EXERCISE: Look at the entries below and restate word for word the lines from the first through the one that has "box: [412, 187, 774, 405]".
____
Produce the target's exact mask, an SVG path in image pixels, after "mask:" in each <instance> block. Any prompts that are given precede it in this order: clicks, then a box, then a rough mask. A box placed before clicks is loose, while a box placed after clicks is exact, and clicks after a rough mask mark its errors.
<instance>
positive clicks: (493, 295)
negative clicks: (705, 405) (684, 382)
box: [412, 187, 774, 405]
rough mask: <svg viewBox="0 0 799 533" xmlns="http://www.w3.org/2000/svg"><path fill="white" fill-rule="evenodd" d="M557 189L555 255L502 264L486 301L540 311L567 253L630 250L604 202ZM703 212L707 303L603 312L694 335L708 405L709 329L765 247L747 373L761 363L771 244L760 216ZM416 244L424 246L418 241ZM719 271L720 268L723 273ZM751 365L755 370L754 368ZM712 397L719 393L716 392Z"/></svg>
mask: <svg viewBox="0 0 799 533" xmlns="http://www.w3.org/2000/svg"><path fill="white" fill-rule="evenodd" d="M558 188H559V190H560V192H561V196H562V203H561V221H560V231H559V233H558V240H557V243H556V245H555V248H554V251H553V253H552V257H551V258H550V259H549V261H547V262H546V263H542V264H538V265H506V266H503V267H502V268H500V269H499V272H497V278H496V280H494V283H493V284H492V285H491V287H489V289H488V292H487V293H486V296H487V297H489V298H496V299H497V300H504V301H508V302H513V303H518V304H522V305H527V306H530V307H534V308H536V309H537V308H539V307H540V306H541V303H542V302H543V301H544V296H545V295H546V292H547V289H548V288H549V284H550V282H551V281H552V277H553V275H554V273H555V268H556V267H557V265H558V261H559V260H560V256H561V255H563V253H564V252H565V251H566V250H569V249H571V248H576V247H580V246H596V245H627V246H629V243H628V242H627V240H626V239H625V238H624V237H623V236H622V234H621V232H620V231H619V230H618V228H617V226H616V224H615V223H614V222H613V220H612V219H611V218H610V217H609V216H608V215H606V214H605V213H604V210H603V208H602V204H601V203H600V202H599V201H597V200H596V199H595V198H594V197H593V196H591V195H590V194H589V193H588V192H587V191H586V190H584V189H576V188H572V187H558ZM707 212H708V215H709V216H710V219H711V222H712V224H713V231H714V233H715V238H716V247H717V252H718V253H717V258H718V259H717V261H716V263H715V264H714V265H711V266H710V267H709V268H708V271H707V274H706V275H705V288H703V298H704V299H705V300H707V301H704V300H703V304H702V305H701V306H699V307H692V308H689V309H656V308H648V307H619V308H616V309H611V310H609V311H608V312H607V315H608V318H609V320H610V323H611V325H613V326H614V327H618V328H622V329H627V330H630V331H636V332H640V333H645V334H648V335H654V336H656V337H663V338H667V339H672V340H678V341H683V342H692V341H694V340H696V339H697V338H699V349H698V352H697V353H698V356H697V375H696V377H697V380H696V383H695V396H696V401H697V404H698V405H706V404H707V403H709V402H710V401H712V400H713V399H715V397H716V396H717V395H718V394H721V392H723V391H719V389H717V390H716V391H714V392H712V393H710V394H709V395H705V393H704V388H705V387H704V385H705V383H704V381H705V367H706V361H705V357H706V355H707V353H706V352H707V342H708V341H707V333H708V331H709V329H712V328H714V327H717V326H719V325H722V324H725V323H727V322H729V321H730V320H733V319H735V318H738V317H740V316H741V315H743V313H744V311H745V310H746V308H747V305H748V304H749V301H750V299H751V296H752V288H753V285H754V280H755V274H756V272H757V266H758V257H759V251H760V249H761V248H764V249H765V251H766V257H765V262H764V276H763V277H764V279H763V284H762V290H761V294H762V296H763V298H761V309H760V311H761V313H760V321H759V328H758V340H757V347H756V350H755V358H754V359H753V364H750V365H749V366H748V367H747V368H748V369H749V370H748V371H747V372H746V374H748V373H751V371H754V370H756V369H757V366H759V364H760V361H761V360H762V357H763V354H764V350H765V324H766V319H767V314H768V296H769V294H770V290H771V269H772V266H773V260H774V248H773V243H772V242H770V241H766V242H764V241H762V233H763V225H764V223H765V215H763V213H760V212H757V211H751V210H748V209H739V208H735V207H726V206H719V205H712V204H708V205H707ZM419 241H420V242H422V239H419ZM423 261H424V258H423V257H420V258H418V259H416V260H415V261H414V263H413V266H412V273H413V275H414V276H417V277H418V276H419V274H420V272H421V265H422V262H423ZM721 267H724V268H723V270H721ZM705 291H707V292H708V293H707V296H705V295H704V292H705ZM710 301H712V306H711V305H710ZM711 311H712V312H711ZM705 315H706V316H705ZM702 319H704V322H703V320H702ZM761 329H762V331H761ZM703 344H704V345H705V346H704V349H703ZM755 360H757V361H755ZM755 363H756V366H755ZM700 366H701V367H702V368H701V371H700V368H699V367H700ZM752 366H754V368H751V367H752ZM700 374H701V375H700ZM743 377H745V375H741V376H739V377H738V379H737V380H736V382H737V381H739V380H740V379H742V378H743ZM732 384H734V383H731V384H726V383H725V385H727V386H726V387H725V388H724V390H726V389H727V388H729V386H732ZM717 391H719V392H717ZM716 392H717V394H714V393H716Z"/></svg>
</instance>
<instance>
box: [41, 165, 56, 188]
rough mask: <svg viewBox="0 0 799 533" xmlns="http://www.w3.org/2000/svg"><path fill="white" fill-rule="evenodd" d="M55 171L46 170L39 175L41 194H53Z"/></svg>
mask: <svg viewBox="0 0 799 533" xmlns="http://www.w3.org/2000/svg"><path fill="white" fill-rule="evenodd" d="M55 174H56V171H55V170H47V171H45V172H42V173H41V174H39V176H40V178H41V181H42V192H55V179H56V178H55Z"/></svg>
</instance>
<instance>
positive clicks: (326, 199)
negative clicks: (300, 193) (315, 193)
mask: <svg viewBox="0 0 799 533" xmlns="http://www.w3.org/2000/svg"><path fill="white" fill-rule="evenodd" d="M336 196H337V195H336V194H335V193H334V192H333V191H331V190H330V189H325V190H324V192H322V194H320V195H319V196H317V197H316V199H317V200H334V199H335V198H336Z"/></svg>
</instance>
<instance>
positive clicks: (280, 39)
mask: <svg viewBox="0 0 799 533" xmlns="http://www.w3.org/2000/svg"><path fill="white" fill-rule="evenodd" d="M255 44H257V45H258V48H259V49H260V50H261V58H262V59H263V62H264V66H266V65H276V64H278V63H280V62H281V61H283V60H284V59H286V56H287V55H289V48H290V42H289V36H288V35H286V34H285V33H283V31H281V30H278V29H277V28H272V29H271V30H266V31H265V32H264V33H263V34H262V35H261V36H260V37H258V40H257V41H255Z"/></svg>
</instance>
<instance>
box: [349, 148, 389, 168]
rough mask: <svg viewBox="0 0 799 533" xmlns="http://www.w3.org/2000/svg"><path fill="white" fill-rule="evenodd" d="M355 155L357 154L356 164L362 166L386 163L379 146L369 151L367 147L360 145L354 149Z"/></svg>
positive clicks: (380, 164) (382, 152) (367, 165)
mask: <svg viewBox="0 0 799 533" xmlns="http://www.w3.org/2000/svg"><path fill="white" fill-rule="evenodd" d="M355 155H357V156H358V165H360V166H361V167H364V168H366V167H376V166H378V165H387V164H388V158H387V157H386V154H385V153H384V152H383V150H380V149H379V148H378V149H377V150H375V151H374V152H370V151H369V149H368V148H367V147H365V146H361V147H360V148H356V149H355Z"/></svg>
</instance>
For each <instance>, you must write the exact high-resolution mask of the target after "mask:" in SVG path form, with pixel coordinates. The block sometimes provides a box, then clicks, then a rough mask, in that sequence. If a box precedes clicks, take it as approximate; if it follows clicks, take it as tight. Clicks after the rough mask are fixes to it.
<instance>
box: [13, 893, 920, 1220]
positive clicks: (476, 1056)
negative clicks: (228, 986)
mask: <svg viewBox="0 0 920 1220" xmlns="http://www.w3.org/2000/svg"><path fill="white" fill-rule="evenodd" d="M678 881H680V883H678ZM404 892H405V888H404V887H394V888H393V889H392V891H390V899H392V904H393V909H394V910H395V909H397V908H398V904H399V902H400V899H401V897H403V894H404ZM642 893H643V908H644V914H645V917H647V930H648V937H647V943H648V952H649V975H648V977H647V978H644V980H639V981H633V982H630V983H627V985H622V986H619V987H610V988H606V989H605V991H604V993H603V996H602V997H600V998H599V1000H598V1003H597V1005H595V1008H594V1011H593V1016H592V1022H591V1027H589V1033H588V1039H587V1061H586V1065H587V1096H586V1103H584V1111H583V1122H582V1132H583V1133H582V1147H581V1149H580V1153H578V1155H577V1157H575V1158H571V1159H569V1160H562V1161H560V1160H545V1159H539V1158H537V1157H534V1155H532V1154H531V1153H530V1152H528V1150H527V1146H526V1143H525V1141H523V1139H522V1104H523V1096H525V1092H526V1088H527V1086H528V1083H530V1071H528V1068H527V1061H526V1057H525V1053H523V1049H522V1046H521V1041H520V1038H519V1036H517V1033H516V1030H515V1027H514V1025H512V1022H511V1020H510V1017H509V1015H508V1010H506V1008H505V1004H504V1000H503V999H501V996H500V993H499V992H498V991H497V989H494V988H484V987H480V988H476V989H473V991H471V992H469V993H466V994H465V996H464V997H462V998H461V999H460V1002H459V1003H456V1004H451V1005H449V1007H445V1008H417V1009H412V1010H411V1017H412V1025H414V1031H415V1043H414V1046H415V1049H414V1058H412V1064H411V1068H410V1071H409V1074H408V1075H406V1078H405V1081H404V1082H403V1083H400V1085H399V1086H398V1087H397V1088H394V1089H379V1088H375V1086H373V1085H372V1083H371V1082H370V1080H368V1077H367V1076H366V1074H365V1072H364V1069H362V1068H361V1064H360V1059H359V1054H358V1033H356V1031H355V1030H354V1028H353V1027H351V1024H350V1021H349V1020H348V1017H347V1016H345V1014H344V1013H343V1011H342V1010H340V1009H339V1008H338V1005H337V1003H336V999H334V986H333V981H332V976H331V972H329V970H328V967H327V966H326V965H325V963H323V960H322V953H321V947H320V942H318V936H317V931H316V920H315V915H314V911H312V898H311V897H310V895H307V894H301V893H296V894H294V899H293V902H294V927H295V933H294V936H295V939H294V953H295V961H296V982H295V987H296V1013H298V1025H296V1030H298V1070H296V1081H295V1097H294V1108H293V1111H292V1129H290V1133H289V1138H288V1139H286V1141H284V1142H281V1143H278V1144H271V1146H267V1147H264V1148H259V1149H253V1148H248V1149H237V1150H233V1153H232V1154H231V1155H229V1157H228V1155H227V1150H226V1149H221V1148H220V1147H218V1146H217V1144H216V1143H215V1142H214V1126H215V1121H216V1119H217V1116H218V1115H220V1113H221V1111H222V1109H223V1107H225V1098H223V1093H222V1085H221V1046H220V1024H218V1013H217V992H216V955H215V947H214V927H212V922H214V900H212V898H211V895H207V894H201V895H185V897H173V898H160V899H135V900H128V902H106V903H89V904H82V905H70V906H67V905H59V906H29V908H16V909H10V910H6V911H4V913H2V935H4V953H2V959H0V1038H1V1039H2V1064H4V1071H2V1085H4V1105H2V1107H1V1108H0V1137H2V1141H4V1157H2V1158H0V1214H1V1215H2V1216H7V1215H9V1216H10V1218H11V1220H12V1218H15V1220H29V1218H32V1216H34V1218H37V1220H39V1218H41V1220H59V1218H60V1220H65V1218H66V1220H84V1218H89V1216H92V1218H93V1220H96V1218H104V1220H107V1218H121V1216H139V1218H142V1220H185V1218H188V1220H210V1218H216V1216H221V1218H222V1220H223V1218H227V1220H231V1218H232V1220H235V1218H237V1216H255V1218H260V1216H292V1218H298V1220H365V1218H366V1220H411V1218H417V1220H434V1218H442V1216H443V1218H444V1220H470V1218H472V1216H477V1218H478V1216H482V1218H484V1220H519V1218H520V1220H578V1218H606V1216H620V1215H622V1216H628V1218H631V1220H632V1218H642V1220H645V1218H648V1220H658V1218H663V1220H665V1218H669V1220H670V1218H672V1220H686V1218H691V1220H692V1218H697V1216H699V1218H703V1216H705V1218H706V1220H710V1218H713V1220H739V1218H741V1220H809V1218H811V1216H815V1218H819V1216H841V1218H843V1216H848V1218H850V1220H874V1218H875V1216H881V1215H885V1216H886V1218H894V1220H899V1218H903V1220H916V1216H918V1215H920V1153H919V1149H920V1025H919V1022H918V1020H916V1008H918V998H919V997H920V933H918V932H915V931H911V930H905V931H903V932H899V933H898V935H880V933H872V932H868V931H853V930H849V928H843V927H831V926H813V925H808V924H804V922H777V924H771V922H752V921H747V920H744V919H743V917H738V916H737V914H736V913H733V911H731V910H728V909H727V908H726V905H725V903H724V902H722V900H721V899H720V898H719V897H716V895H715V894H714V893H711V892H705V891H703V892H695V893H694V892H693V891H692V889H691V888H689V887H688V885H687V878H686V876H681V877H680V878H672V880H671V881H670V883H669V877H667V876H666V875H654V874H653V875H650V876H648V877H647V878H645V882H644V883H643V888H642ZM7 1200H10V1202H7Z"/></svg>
____
WRITTEN RESPONSE:
Produce the target's exact mask, an SVG path in image pixels, after "mask:" in each <instance> block. Any prompts that are given precede it in this order: clicks, then a box, then a rough mask. A box placed before clicks is loose, while a box placed after clicks is exact, and clicks after a rough mask mark its errors.
<instance>
positive clicks: (493, 295)
negative clicks: (705, 405) (684, 382)
box: [412, 187, 774, 405]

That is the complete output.